* Apply what you read
1. Translate this sentence from the text on Darren Tanke below into Spanish: "Another fossil species named after him is the Late Cretaceous louse Cretolepinotus tankei found in amber."
2. Answer from the text on Darren Tanke below:
(a) How many years has Tanke served with the Royal Tyrrell Museum?
(b) Where is the marine bird Pasquiaornis tankei from?
(c) Whom does Tanke train and supervise in the field?
3. Continue the text on Darren Tanke below from where it stops.

* Excerpt provided
■ ■ ■

Tanke is presently the longest serving employee (41 years) with the Royal Tyrrell Museum. On August 7, 2008 at the 33rd International Geological Congress meetings in Oslo, Norway, he was made a member of INHIGEO (International Commission on the History of Geological Sciences) and is now the Canadian editor for that organization. He is also a member of the PSP (Paleontological Society of the Peace; Grande Prairie, Alberta) and the APS (Alberta Palaeontological Society), where he regularly gives oral and poster presentations at their annual symposia in Calgary.

The Cenomanian (early Late Cretaceous) marine bird Pasquiaornis tankei (Tokaryk, Cumbaa and Storer, 1997) from Carrot River, Saskatchewan, Canada was named in Tanke's honor. Another fossil species named after him is the Late Cretaceous louse Cretolepinotus tankei found in amber. He also discovered the type specimen of the Late Cretaceous pachycephalosaurid dinosaur Texacephale langstoni.

Darren Tanke has a number of jobs at Tyrrell, including fossil preparation, moulding and casting (in previous years), giving talks to the public or identifying fossils the public brings in for identification. In the field, he looks for, identifies, and collects fossils as well as training and supervising summer field staff and preparation laboratory volunteers.

■ ■ ■

* Entries provided
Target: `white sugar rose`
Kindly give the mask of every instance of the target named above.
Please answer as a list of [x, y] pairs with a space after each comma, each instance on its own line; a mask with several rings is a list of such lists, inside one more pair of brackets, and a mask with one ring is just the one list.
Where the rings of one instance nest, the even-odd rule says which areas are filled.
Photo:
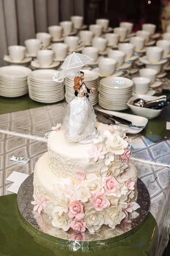
[[115, 178], [119, 178], [121, 174], [123, 172], [124, 170], [126, 169], [128, 167], [128, 166], [127, 163], [118, 160], [112, 163], [109, 168], [113, 176]]
[[[111, 133], [110, 134], [111, 134]], [[125, 152], [125, 148], [128, 146], [127, 141], [122, 138], [119, 134], [111, 134], [111, 136], [110, 134], [108, 135], [109, 136], [105, 142], [108, 151], [114, 153], [116, 155], [122, 154]]]
[[92, 173], [88, 175], [87, 180], [81, 182], [81, 186], [85, 187], [88, 186], [90, 187], [90, 192], [92, 195], [96, 192], [99, 192], [102, 188], [99, 178], [96, 175]]
[[88, 186], [86, 187], [82, 186], [79, 189], [75, 189], [74, 193], [76, 200], [81, 201], [82, 203], [86, 203], [88, 201], [88, 198], [91, 197]]
[[62, 228], [64, 231], [67, 231], [70, 228], [70, 223], [71, 219], [68, 218], [65, 213], [60, 215], [58, 212], [54, 214], [54, 218], [51, 224], [55, 227]]
[[103, 225], [104, 222], [103, 215], [105, 213], [105, 211], [96, 212], [93, 207], [89, 208], [88, 212], [85, 213], [84, 221], [90, 232], [94, 232]]
[[123, 212], [117, 211], [117, 207], [112, 207], [106, 209], [104, 217], [104, 224], [108, 225], [110, 227], [114, 229], [116, 225], [120, 224], [126, 215]]

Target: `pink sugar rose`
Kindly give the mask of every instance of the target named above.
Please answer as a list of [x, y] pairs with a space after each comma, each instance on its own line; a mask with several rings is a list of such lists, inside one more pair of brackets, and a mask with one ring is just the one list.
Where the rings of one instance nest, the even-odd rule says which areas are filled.
[[81, 180], [84, 180], [85, 179], [85, 173], [81, 171], [78, 171], [76, 172], [77, 179], [80, 179]]
[[109, 207], [110, 204], [104, 193], [98, 192], [93, 195], [92, 203], [97, 211], [102, 211]]
[[74, 217], [77, 220], [84, 217], [83, 204], [79, 201], [72, 201], [68, 206], [69, 211], [68, 215], [69, 218]]
[[129, 180], [127, 183], [126, 186], [130, 190], [133, 190], [135, 189], [134, 186], [135, 186], [135, 183], [132, 181], [131, 179]]
[[113, 176], [110, 176], [105, 180], [104, 188], [106, 191], [111, 192], [115, 192], [118, 186], [118, 183]]
[[122, 161], [127, 163], [129, 163], [129, 161], [130, 160], [130, 155], [132, 154], [132, 152], [130, 150], [129, 148], [125, 148], [124, 150], [124, 153], [120, 156], [122, 159]]
[[70, 227], [75, 230], [84, 232], [85, 231], [86, 225], [82, 220], [74, 220], [70, 223]]

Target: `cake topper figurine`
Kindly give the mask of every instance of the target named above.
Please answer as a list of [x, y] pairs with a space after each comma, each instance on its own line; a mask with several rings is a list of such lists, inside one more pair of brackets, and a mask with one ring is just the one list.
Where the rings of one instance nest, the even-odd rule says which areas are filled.
[[95, 127], [95, 114], [88, 95], [94, 92], [95, 88], [90, 89], [86, 87], [83, 82], [84, 73], [79, 68], [92, 60], [85, 55], [73, 52], [62, 66], [65, 69], [55, 73], [53, 78], [54, 81], [59, 82], [68, 76], [75, 77], [75, 97], [67, 106], [62, 127], [65, 140], [68, 142], [90, 143], [98, 133]]

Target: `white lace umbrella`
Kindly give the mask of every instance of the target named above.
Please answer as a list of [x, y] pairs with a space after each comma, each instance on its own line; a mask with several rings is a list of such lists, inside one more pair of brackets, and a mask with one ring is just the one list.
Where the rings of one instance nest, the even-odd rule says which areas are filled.
[[74, 52], [65, 59], [61, 67], [65, 70], [68, 70], [82, 67], [92, 61], [93, 61], [93, 59], [81, 53], [76, 53]]

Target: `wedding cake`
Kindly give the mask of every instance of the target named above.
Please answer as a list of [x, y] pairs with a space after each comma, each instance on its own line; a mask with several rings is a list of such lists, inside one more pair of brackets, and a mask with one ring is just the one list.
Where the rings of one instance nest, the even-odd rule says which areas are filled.
[[139, 207], [130, 140], [118, 126], [96, 126], [99, 135], [81, 144], [67, 141], [57, 124], [47, 134], [48, 151], [36, 164], [34, 209], [64, 231], [94, 233], [105, 224], [114, 229]]

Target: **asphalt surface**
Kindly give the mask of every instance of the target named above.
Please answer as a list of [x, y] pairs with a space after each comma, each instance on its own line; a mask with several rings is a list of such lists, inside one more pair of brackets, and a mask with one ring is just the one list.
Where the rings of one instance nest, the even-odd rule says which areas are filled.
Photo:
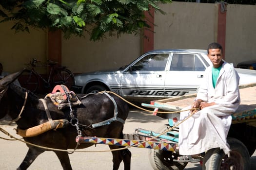
[[[7, 131], [16, 137], [20, 137], [15, 134], [13, 130], [16, 126], [15, 123], [8, 125], [9, 121], [2, 119], [0, 121], [0, 127]], [[168, 123], [166, 119], [153, 116], [149, 112], [138, 111], [131, 108], [128, 119], [124, 125], [124, 133], [130, 134], [136, 128], [141, 128], [149, 130], [156, 131], [165, 124]], [[0, 133], [0, 137], [8, 138]], [[93, 153], [75, 153], [69, 155], [71, 165], [74, 170], [112, 170], [112, 155], [109, 152], [100, 151], [108, 150], [108, 146], [105, 145], [97, 145], [79, 151], [91, 151]], [[148, 159], [148, 149], [133, 148], [129, 149], [132, 152], [131, 170], [152, 170]], [[24, 143], [19, 141], [10, 141], [0, 139], [0, 170], [16, 169], [27, 151]], [[251, 170], [256, 170], [256, 153], [251, 158]], [[45, 152], [39, 156], [29, 168], [28, 170], [61, 170], [62, 167], [55, 153], [52, 152]], [[123, 165], [121, 164], [119, 170], [123, 170]], [[189, 163], [185, 170], [201, 170], [198, 163]]]

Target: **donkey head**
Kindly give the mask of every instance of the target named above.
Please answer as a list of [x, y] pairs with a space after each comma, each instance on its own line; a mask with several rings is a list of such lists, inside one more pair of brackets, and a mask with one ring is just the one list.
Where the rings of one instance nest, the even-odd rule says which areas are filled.
[[6, 91], [8, 85], [14, 82], [23, 71], [22, 70], [8, 75], [0, 80], [0, 100]]

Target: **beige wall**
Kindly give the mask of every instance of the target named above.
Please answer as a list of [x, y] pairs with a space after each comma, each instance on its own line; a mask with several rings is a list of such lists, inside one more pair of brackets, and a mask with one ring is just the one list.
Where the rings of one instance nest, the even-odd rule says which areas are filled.
[[62, 64], [75, 73], [118, 68], [140, 55], [140, 42], [139, 35], [128, 34], [98, 42], [73, 37], [62, 41]]
[[[30, 34], [15, 34], [10, 30], [13, 25], [8, 22], [0, 24], [0, 62], [4, 70], [9, 72], [20, 70], [33, 58], [45, 62], [47, 33], [31, 29]], [[41, 70], [39, 72], [44, 72]]]
[[256, 59], [256, 5], [228, 4], [227, 11], [226, 60]]
[[[217, 41], [217, 4], [173, 2], [160, 7], [166, 15], [155, 14], [155, 49], [205, 49]], [[227, 10], [226, 60], [236, 65], [256, 58], [256, 6], [228, 4]], [[0, 62], [4, 69], [20, 70], [32, 58], [46, 61], [47, 33], [31, 29], [30, 34], [15, 34], [12, 26], [0, 24]], [[118, 68], [141, 54], [139, 35], [122, 35], [96, 42], [88, 39], [62, 40], [62, 64], [74, 73]]]
[[205, 49], [216, 39], [216, 7], [214, 4], [181, 2], [161, 5], [166, 14], [155, 14], [155, 49]]

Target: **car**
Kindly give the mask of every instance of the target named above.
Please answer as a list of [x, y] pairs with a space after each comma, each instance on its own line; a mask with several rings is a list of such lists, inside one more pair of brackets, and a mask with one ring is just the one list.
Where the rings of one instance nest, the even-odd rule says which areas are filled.
[[256, 60], [245, 61], [239, 63], [236, 65], [236, 68], [256, 70]]
[[[206, 50], [154, 50], [116, 70], [75, 76], [79, 93], [114, 92], [127, 100], [150, 101], [195, 93], [205, 68], [212, 65]], [[240, 85], [256, 83], [256, 71], [236, 69]]]

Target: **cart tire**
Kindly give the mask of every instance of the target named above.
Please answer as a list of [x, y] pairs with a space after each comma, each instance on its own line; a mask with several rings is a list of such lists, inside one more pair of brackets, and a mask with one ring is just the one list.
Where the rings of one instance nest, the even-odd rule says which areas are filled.
[[213, 148], [207, 151], [203, 162], [203, 170], [250, 170], [250, 155], [246, 147], [240, 140], [228, 137], [231, 151], [230, 157], [222, 150]]
[[[170, 126], [165, 125], [157, 132], [162, 133]], [[150, 149], [149, 151], [149, 162], [155, 170], [183, 170], [187, 163], [173, 162], [179, 155], [171, 151], [161, 150]]]

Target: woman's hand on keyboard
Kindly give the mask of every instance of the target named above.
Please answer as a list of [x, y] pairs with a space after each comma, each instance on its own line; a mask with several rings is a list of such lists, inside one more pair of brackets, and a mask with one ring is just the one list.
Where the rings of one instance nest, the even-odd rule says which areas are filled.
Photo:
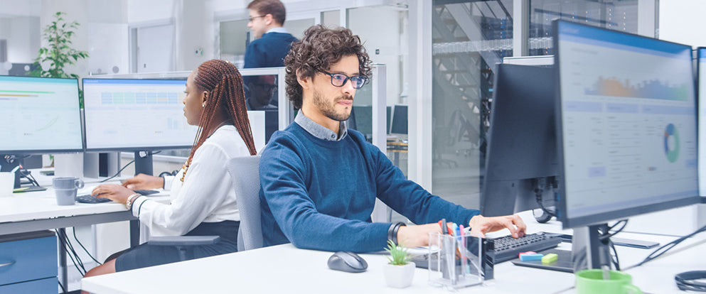
[[471, 218], [469, 225], [471, 226], [471, 234], [481, 238], [485, 238], [486, 233], [508, 229], [516, 239], [525, 236], [527, 229], [525, 222], [517, 214], [491, 217], [478, 214]]
[[91, 195], [96, 198], [108, 198], [117, 203], [125, 204], [127, 197], [133, 194], [134, 191], [117, 184], [103, 184], [93, 189]]

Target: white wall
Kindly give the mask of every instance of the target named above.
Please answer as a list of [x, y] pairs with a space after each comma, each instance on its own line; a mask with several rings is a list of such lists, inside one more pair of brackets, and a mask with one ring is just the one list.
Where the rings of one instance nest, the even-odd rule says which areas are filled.
[[176, 70], [192, 70], [213, 59], [216, 31], [212, 0], [181, 0], [176, 14]]
[[662, 0], [659, 1], [659, 38], [706, 46], [706, 1]]
[[[407, 44], [402, 44], [407, 39], [400, 36], [400, 33], [406, 30], [402, 27], [400, 13], [399, 10], [390, 6], [361, 7], [348, 11], [348, 28], [360, 37], [370, 60], [387, 66], [388, 105], [402, 102], [400, 94], [404, 72], [400, 63], [408, 53]], [[380, 50], [379, 54], [375, 53], [376, 50]]]
[[39, 51], [39, 17], [0, 18], [0, 39], [7, 40], [7, 61], [33, 62]]

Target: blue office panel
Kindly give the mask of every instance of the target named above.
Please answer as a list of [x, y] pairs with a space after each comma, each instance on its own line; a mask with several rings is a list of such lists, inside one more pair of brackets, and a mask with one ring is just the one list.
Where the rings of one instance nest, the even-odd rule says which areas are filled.
[[[0, 285], [46, 278], [56, 280], [56, 236], [53, 232], [50, 234], [46, 236], [44, 234], [41, 237], [32, 234], [0, 236], [0, 266], [0, 266]], [[31, 239], [21, 239], [25, 236]], [[54, 287], [55, 292], [55, 285]]]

■ ■ ■

* Results for each task
1. Otra especie fósil nombrada en su honor es el piojo del Cretácico Tardío Cretolepinotus tankei, hallado en ámbar.

2.
(a) 41 years.
(b) Carrot River, Saskatchewan, Canada.
(c) Summer field staff and preparation laboratory volunteers.

3.
Tanke is interested in technical applications to dinosaur site preservation using quarry stakes (on-site metal markers embedded in concrete); GPS and historical information and garbage to relocate lost quarries (some dating back to 1913) using historical archaeology techniques. He is also interested in dinosaur paleopathology, dinosaur ontogeny, and all aspects of horned dinosaurs. He has been heavily involved in the paleontological activities in the Grande Prairie region since 1983. Much of his recent research focuses on various aspects of Alberta's early human history of paleontological discoveries and research in the province. These include biographies of some of the lesser-known paleontology workers in the province, relocating "lost" fossil specimens, the World War I sinking of the merchant ship SS Mount Temple and her Albertan dinosaur cargo, etc. He has worked in the field across western Canada and in Montana (1982), Utah (1997), and Texas (2008), mostly in middle and especially Late Cretaceous beds. Overseas fieldwork or history-based research has taken him to Australia (1991), Argentina (2000), China (2005), England (2005, 2008, 2009), France (2001), Mongolia (2005), and Norway (2005). He has also done fieldwork in British Columbia (1985) and Saskatchewan (1985). He set up an annual ceratopsian (horned dinosaur) research scholarship for University-level students or academics under the Dinosaur Research Institute in Calgary, with whom he was formerly on the board of Directors (2008-2022). $1500.00 CDN is awarded each year, the winner notified in May. Tanke now administrates the scholarship through the Facebook page "Darren H. Tanke Neoceratopsian Scholarship".

His current lab work involves preparation of varied Albertan hadrosaur and ceratopsian specimens for Dr. Caleb Brown of the Royal Tyrrell Museum.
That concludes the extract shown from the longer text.